### TASK REQUIREMENTS
Reproduce the material below, substituting "coarse mask" for every occurrence of "rough mask" and leaving everything else untouched.

===== RECORDS SUPPLIED =====

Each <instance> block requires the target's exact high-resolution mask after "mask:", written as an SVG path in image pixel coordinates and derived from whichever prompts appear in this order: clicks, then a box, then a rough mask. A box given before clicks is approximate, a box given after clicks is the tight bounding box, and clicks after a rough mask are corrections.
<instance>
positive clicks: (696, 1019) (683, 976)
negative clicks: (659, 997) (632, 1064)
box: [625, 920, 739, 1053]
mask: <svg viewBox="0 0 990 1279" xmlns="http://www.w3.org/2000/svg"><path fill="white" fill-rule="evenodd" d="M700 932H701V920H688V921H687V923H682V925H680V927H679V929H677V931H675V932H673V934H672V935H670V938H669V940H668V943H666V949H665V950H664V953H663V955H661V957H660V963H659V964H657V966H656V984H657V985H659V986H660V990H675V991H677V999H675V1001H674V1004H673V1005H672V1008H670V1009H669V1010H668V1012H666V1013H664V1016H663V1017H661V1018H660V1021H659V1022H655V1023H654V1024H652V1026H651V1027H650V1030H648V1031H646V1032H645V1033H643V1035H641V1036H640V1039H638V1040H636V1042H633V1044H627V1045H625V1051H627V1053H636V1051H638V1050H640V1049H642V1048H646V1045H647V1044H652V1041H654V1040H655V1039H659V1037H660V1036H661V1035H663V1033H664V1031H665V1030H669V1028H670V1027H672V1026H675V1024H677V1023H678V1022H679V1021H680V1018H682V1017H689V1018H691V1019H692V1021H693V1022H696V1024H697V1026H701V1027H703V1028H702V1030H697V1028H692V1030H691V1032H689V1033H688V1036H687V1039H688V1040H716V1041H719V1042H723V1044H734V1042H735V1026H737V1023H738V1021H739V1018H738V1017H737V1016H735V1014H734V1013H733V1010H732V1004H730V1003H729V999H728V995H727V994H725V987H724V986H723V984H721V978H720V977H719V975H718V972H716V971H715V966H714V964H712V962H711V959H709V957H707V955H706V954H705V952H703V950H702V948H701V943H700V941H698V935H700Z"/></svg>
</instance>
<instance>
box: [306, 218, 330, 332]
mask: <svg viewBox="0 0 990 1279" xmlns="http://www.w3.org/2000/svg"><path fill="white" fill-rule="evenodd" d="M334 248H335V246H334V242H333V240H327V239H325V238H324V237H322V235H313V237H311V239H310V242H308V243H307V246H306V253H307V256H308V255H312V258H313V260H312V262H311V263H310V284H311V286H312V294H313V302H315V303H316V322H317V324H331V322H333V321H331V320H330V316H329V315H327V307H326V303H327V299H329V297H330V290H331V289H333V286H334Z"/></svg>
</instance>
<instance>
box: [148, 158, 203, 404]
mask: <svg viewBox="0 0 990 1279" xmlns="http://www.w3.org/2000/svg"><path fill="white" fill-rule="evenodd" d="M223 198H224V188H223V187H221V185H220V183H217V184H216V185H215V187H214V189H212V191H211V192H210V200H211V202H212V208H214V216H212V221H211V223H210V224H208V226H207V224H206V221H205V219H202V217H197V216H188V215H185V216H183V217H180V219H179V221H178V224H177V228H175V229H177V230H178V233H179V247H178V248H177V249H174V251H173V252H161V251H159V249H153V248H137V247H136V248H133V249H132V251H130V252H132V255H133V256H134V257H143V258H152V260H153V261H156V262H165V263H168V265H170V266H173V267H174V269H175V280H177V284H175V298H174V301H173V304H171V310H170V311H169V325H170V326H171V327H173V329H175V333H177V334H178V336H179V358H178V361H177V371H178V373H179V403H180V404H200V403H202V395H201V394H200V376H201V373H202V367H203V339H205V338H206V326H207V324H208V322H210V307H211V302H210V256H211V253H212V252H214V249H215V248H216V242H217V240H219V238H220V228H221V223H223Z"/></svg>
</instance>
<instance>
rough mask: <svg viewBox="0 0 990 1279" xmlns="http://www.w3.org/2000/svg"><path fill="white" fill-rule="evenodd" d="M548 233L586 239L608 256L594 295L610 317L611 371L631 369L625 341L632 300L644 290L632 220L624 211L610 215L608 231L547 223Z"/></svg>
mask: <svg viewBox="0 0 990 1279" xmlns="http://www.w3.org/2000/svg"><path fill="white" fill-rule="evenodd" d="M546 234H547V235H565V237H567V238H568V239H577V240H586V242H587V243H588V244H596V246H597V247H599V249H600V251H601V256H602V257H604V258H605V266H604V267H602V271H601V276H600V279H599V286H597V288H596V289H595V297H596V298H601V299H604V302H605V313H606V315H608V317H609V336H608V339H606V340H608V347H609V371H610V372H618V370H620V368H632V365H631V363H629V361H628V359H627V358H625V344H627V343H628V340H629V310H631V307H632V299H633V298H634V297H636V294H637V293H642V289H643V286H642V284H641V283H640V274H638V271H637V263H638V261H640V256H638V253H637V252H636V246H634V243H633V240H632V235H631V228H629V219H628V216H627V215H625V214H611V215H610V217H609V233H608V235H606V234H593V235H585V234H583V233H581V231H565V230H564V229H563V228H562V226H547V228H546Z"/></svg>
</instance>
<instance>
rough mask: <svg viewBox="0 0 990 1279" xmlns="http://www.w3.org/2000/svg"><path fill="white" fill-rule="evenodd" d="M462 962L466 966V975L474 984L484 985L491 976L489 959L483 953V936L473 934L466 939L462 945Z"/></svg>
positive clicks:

=====

### EXERCISE RESPONSE
Each <instance> block requires the target's exact high-resolution mask after "mask:", written as an SVG path in image pixel coordinates and derived from whichever prompts appear in this order: clicks, then a box, then a coarse mask. A box given before clicks is approximate, a box given after clicks is the tight bounding box, and clicks after a coarse mask are corrections.
<instance>
positive clicks: (696, 1019) (683, 976)
negative clicks: (659, 997) (632, 1064)
box: [625, 920, 739, 1053]
mask: <svg viewBox="0 0 990 1279" xmlns="http://www.w3.org/2000/svg"><path fill="white" fill-rule="evenodd" d="M700 932H701V920H688V921H687V923H682V925H680V927H679V929H677V931H675V932H673V934H672V935H670V938H669V940H668V943H666V949H665V950H664V953H663V955H661V957H660V963H659V964H657V966H656V984H657V985H659V986H660V990H675V991H677V999H675V1001H674V1004H673V1005H672V1008H670V1009H669V1010H668V1012H666V1013H664V1016H663V1017H661V1018H660V1021H659V1022H655V1023H654V1024H652V1026H651V1027H650V1030H648V1031H646V1032H645V1033H643V1035H641V1036H640V1039H638V1040H636V1042H633V1044H627V1045H625V1051H627V1053H636V1051H638V1050H640V1049H642V1048H646V1045H647V1044H652V1041H654V1040H655V1039H659V1037H660V1036H661V1035H663V1033H664V1031H665V1030H669V1028H670V1027H672V1026H675V1024H677V1023H678V1022H679V1021H680V1018H682V1017H689V1018H691V1019H692V1021H693V1022H696V1024H697V1026H701V1027H703V1028H702V1030H697V1028H692V1030H691V1032H689V1033H688V1036H687V1039H688V1040H716V1041H719V1042H723V1044H734V1042H735V1026H737V1023H738V1021H739V1018H738V1017H737V1016H735V1014H734V1013H733V1010H732V1004H730V1003H729V999H728V995H727V994H725V987H724V986H723V984H721V978H720V977H719V975H718V972H716V971H715V966H714V964H712V962H711V959H709V957H707V955H706V954H705V952H703V950H702V948H701V943H700V941H698V935H700Z"/></svg>
</instance>
<instance>
box: [306, 218, 330, 332]
mask: <svg viewBox="0 0 990 1279" xmlns="http://www.w3.org/2000/svg"><path fill="white" fill-rule="evenodd" d="M334 248H335V246H334V242H333V240H327V239H325V238H324V237H322V235H313V237H311V239H310V242H308V243H307V246H306V253H307V256H308V255H312V258H313V260H312V262H311V263H310V284H311V286H312V294H313V302H315V303H316V322H317V324H331V322H333V321H331V320H330V316H329V315H327V307H326V303H327V299H329V297H330V290H331V289H333V286H334Z"/></svg>
</instance>
<instance>
box: [148, 158, 203, 404]
mask: <svg viewBox="0 0 990 1279" xmlns="http://www.w3.org/2000/svg"><path fill="white" fill-rule="evenodd" d="M223 198H224V188H223V187H221V185H220V183H217V184H216V185H215V187H214V189H212V191H211V192H210V200H211V202H212V208H214V216H212V221H211V223H210V224H208V226H207V224H206V221H205V219H202V217H197V216H188V215H185V216H183V217H180V219H179V221H178V224H177V228H175V229H177V230H178V233H179V247H178V248H177V249H174V251H173V252H161V251H159V249H153V248H137V247H136V248H133V249H132V251H130V252H132V255H133V256H134V257H143V258H152V260H153V261H156V262H165V263H168V265H170V266H173V267H174V269H175V280H177V284H175V298H174V301H173V304H171V310H170V311H169V325H170V326H171V327H173V329H175V333H177V334H178V336H179V358H178V361H177V371H178V373H179V403H180V404H200V403H202V395H201V394H200V376H201V373H202V367H203V339H205V338H206V326H207V324H208V322H210V307H211V302H210V256H211V253H212V252H214V249H215V248H216V242H217V240H219V238H220V228H221V223H223Z"/></svg>
</instance>
<instance>
coarse mask: <svg viewBox="0 0 990 1279" xmlns="http://www.w3.org/2000/svg"><path fill="white" fill-rule="evenodd" d="M548 233L586 239L608 256L594 295L610 317L611 371L631 369L625 341L632 300L644 290L632 220L624 211L610 215L608 231L547 223Z"/></svg>
mask: <svg viewBox="0 0 990 1279" xmlns="http://www.w3.org/2000/svg"><path fill="white" fill-rule="evenodd" d="M546 234H547V235H565V237H567V238H568V239H577V240H586V242H587V243H588V244H596V246H597V247H599V249H600V251H601V256H602V257H604V258H605V266H604V267H602V271H601V276H600V279H599V286H597V288H596V289H595V297H596V298H601V299H604V302H605V313H606V315H608V317H609V336H608V339H606V340H608V347H609V371H610V372H618V370H620V368H632V365H631V363H629V361H628V359H627V358H625V344H627V343H628V340H629V310H631V307H632V299H633V298H634V297H636V294H637V293H642V289H643V286H642V284H641V283H640V274H638V271H637V263H638V261H640V256H638V253H637V252H636V246H634V243H633V240H632V235H631V228H629V219H628V216H627V215H625V214H611V215H610V217H609V233H608V235H606V234H593V235H585V234H583V233H581V231H565V230H564V229H563V228H562V226H547V228H546Z"/></svg>
</instance>
<instance>
coarse mask: <svg viewBox="0 0 990 1279" xmlns="http://www.w3.org/2000/svg"><path fill="white" fill-rule="evenodd" d="M462 962L466 966V975L474 984L484 985L491 976L489 959L483 953V936L473 934L466 939L462 945Z"/></svg>
positive clicks:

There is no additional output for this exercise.